- Quoted passage -
>> START
The purpose of child support is to promote the best interest of the child; the associated legal obligation of parents is to provide for the reasonable expenses of raising the child. Melzer v. Witsberger, 505 Pa. 462, 480 A.2d 991 (1984). Indeed, parents have a duty to support their minor children even if it causes them some hardship. Conway v. Dana, 456 Pa. 536, 318 A.2d 324 (1974). The cost of raising children is a function of several factors including custom, the children's needs and the parents' financial status. Melzer v. Witsberger, 505 Pa. at 471, 480 A.2d at 995. It is intended to provide for more than bare necessities. Id., 505 Pa. at 471, 480 A.2d 996. Superior Court has consistently held that a parent's support duty is not affected by a minor child's own means or earning potential. Commonwealth ex rel. Byrne v. Byrne, 212 Pa. Super. 566, 243 A.2d 196 (1968); Commonwealth v. Trimble, 197 Pa. Super. 644, 180 A.2d 92 (1962); Commonwealth ex rel. Firestone v. Firestone, 158 Pa. Super. 579, 45 A.2d 923 (1946). However, the earnings of older, college age children may be considered in certain circumstances. Commonwealth ex rel. Platt v. Platt, 227 Pa. Super. 423, 323 A.2d 29 (1974). See also Commonwealth ex rel. Cann v. Cann, 274 Pa. Super. 274, 418 A.2d 403 (1980). Funds placed in trust for the benefit of a child or for support or education may also be considered when calculating support in certain circumstances. Commonwealth ex rel. Goichman v. Goichman, 226 Pa. Super. 311, 316 A.2d 653 (1973); Doelp v. Doelp, 219 Pa. Super. 420, 281 A.2d 721 (1971).
>> END
- Information supplied -
>> START
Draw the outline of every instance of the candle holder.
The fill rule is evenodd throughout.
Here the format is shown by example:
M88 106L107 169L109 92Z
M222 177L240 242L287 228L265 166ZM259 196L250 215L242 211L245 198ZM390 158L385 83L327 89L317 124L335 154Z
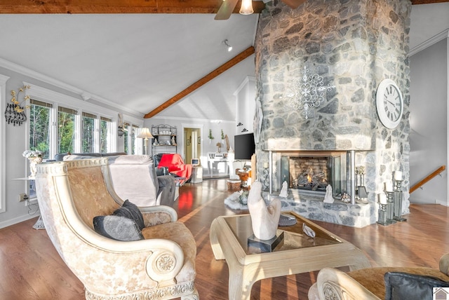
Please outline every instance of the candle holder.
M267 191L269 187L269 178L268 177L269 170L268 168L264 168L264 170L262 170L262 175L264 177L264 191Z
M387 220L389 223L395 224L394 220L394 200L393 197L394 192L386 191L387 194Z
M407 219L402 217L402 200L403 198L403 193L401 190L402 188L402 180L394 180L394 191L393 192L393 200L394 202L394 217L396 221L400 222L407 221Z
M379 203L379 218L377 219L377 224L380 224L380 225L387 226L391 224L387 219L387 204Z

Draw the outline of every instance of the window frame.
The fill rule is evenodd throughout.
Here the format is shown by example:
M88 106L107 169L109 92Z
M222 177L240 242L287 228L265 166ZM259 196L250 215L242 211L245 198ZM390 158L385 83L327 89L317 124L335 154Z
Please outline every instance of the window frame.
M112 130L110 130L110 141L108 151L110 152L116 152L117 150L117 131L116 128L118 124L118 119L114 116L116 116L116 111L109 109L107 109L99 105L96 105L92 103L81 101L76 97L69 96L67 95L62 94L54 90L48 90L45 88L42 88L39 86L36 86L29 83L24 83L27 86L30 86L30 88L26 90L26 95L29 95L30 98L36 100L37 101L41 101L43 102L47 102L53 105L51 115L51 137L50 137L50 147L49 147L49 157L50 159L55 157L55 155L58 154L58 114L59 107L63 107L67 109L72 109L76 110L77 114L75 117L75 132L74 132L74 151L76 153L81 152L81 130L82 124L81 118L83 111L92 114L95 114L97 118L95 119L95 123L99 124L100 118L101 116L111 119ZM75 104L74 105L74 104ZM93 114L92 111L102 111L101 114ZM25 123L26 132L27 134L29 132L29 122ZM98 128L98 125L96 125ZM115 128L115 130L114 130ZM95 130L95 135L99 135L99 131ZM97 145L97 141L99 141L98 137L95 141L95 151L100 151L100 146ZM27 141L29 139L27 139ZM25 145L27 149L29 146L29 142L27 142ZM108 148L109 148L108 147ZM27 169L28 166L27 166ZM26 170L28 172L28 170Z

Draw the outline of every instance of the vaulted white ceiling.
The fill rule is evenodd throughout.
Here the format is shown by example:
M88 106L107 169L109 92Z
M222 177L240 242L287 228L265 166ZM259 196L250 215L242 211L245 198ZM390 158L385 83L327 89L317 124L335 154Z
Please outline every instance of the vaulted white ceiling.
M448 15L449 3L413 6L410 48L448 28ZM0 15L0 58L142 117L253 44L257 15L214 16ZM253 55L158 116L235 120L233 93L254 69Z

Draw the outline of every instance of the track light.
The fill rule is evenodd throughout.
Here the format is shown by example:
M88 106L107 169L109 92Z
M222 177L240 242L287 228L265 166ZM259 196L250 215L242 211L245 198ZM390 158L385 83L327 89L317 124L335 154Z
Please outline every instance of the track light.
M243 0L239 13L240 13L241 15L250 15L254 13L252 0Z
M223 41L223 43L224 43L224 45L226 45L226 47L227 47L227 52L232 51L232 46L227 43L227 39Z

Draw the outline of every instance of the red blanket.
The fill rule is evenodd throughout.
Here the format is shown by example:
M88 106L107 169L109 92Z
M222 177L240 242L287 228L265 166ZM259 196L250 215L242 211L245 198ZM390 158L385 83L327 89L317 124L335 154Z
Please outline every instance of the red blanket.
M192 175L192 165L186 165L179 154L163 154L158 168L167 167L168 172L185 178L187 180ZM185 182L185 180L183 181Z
>> END
>> START
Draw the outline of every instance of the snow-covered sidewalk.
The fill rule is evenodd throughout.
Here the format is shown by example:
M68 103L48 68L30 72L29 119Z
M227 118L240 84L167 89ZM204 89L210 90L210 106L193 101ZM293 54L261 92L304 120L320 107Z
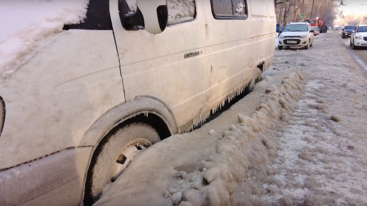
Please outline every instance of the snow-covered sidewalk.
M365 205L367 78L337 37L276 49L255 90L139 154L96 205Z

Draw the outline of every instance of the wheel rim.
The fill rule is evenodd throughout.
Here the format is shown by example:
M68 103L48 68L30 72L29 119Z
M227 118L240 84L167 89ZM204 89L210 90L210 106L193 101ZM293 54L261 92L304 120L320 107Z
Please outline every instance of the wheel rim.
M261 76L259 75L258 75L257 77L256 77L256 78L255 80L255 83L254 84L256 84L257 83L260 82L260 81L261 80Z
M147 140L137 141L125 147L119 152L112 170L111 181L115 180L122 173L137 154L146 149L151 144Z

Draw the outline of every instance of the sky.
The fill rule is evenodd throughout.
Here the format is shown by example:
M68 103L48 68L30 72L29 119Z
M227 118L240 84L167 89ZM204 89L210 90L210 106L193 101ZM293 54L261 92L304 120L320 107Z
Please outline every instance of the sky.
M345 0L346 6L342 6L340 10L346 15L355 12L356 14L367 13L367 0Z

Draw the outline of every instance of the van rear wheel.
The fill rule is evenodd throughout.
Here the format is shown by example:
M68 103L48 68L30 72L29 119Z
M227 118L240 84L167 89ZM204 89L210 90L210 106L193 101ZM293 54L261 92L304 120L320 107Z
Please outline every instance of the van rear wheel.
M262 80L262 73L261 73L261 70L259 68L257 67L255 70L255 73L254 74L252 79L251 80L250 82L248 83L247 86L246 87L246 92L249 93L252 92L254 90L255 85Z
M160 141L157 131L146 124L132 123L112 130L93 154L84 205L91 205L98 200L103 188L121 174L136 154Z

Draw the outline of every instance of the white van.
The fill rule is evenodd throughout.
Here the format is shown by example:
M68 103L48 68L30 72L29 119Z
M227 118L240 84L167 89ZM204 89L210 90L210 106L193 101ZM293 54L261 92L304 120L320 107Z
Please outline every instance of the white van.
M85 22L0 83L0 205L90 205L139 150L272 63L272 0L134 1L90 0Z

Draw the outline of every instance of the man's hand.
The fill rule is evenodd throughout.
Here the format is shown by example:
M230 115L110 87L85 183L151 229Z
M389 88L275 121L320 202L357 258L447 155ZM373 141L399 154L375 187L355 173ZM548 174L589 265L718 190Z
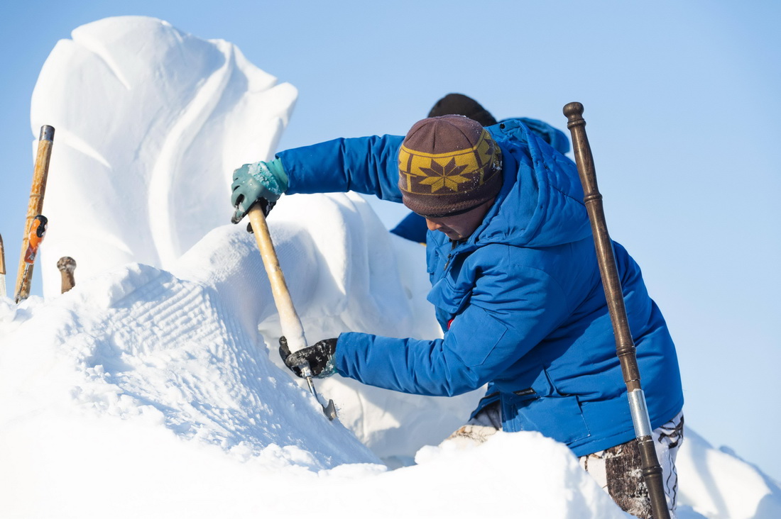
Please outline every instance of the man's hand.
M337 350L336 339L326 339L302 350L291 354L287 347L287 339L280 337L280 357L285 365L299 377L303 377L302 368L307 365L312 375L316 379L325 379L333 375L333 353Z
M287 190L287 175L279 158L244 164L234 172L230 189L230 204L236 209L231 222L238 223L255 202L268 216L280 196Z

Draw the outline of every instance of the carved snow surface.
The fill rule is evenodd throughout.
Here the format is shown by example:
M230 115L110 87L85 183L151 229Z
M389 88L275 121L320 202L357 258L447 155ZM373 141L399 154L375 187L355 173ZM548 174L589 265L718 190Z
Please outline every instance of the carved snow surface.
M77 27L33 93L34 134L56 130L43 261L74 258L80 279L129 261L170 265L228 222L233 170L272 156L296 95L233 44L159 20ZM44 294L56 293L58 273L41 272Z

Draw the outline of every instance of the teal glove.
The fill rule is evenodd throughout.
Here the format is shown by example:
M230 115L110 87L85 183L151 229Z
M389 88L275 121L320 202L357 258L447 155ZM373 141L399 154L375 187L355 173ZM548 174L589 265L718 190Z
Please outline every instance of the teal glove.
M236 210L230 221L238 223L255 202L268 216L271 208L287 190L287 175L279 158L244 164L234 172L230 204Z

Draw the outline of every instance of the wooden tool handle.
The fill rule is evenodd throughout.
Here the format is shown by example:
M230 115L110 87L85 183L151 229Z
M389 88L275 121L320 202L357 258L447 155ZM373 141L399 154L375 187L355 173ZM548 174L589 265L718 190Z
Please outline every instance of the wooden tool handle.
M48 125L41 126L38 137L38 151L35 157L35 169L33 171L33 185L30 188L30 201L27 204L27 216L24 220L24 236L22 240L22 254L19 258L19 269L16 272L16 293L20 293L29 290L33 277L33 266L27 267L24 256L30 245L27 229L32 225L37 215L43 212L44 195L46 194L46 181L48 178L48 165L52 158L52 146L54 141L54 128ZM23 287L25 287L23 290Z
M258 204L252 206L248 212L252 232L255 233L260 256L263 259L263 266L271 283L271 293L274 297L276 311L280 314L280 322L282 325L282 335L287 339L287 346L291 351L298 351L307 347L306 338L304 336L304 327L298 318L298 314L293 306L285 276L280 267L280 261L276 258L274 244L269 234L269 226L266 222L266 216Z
>> END
>> START
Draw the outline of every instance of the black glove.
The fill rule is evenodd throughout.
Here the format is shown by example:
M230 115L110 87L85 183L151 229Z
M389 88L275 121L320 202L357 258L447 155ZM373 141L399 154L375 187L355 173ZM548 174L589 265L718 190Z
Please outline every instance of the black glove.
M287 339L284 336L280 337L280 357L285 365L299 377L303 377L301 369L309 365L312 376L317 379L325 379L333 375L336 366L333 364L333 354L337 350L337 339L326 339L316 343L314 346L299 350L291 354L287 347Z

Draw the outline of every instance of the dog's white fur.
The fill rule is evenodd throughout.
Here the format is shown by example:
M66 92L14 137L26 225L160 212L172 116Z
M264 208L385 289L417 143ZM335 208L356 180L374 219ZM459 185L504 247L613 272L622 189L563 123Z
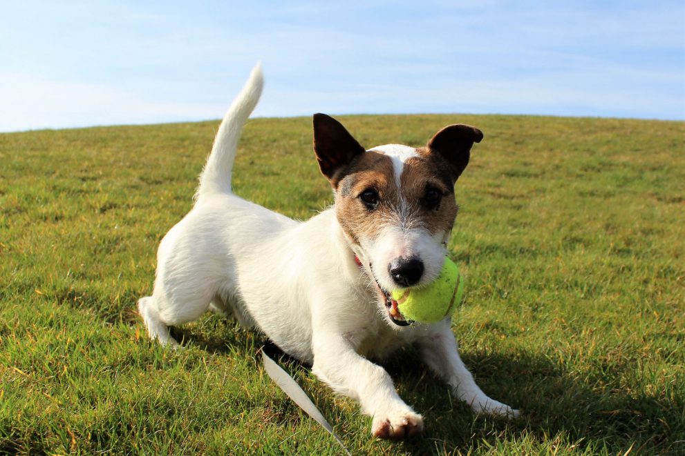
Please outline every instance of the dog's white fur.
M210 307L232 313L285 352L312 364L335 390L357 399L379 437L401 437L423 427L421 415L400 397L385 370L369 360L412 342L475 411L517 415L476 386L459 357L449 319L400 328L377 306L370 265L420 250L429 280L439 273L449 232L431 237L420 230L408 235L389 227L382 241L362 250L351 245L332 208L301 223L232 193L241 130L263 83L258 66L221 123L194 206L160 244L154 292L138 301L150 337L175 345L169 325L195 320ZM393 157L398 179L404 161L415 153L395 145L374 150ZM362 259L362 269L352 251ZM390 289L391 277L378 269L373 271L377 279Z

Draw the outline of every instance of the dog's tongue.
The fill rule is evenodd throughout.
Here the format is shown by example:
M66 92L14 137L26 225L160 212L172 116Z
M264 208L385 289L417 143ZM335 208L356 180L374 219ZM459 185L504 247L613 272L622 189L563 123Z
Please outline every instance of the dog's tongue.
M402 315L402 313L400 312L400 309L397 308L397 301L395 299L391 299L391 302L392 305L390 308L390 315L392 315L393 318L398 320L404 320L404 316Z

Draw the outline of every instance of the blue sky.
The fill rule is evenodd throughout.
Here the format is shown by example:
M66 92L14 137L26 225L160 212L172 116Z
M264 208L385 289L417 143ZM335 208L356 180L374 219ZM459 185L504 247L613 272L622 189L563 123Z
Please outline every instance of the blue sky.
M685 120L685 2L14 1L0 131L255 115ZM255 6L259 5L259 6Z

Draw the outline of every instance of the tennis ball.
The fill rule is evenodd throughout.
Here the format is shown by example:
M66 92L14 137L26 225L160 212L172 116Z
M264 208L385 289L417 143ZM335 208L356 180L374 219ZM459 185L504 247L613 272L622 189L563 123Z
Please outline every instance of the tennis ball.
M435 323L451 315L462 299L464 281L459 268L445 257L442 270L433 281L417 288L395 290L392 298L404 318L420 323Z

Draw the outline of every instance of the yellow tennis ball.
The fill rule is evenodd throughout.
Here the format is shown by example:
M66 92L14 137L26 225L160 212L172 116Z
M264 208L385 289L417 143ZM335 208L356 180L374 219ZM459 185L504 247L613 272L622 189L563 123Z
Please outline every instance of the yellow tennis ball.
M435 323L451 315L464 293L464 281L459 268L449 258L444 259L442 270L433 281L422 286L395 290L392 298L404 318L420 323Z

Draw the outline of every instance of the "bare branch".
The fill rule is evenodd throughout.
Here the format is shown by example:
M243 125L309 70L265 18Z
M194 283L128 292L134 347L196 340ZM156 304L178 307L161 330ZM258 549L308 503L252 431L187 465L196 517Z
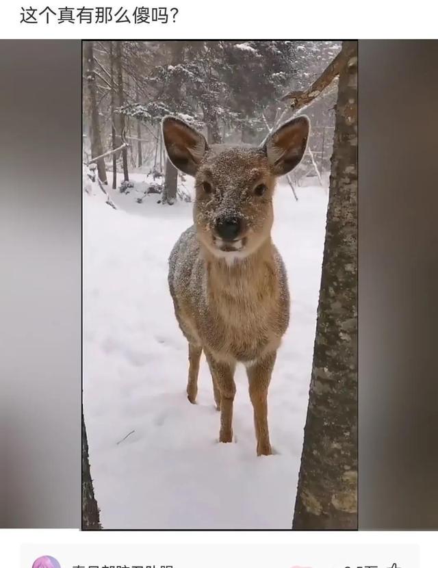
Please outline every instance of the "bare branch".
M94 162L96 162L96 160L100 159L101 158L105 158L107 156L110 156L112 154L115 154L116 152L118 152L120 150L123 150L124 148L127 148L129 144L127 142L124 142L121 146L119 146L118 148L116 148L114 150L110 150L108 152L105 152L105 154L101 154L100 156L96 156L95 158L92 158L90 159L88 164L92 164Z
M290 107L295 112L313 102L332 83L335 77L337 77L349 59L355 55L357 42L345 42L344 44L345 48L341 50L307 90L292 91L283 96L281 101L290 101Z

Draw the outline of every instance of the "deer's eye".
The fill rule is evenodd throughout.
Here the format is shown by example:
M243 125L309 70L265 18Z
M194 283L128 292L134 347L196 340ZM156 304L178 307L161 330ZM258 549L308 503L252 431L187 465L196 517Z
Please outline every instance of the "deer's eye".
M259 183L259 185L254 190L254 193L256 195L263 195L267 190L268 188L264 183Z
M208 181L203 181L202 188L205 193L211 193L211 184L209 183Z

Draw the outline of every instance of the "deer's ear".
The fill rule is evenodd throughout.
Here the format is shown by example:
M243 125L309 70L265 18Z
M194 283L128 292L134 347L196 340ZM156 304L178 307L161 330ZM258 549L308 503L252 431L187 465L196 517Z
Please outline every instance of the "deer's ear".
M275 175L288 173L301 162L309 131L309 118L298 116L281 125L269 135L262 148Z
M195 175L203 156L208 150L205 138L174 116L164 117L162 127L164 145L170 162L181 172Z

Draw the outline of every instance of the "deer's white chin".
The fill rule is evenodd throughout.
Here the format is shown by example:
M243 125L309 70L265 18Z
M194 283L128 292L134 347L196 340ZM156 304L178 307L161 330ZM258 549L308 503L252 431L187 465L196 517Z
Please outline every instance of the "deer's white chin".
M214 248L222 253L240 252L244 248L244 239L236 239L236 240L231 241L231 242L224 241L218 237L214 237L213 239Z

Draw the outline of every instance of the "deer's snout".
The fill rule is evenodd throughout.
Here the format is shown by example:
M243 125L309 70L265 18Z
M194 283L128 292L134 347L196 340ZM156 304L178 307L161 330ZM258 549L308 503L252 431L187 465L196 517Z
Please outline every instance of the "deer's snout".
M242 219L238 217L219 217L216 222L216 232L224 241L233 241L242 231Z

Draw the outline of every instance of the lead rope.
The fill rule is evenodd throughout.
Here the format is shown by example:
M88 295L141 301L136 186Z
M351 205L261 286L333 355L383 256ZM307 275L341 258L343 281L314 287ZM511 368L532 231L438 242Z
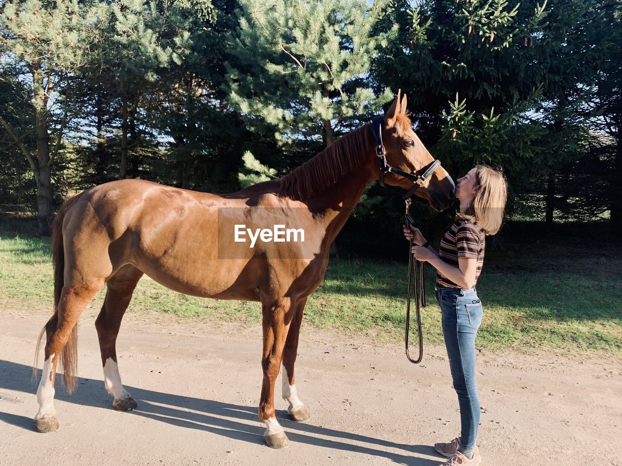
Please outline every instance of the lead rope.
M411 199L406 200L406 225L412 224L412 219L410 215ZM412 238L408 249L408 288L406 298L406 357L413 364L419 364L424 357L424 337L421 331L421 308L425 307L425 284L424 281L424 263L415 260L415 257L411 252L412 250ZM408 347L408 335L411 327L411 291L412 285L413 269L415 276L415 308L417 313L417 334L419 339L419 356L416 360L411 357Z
>> END
- Actions to take -
- A) In the child support passage, what effect does a minor child's own means or earning potential have on a parent's support duty, according to Superior Court?
- B) Carry on the passage about child support from its last sentence, in the same style.
The records have no connection to the text.

- Task answers -
- A) It has no effect; a parent's support duty is not affected by a minor child's own means or earning potential.

- B)
The father cites Doelp to support his view that funds given to the children under the Pennsylvania Uniform Gifts to Minors Act may be used to fulfill his support obligations and that he and his business associate have properly performed their statutory duty as custodians of the UGMA assets. This analysis overlooks critical distinctions between Doelp and the instant case. In Doelp, the father's ability to fulfill his financial obligation was in doubt and the lower court did not allow into the record any evidence about the trust. In addition, the order was contested only as to one child, an eighteen year old college student. Out of cases following Doelp, Superior Court has evolved a rule that a court calculating child support may take a child's trust assets and income into account if the father's ability to pay is in doubt or the trust was specifically established for the support or education of the beneficiary-children. Commonwealth ex rel. Schlesinger v. Schlesinger, 231 Pa. Super. 284, 331 A.2d 694 (1974); Doelp v. Doelp, supra.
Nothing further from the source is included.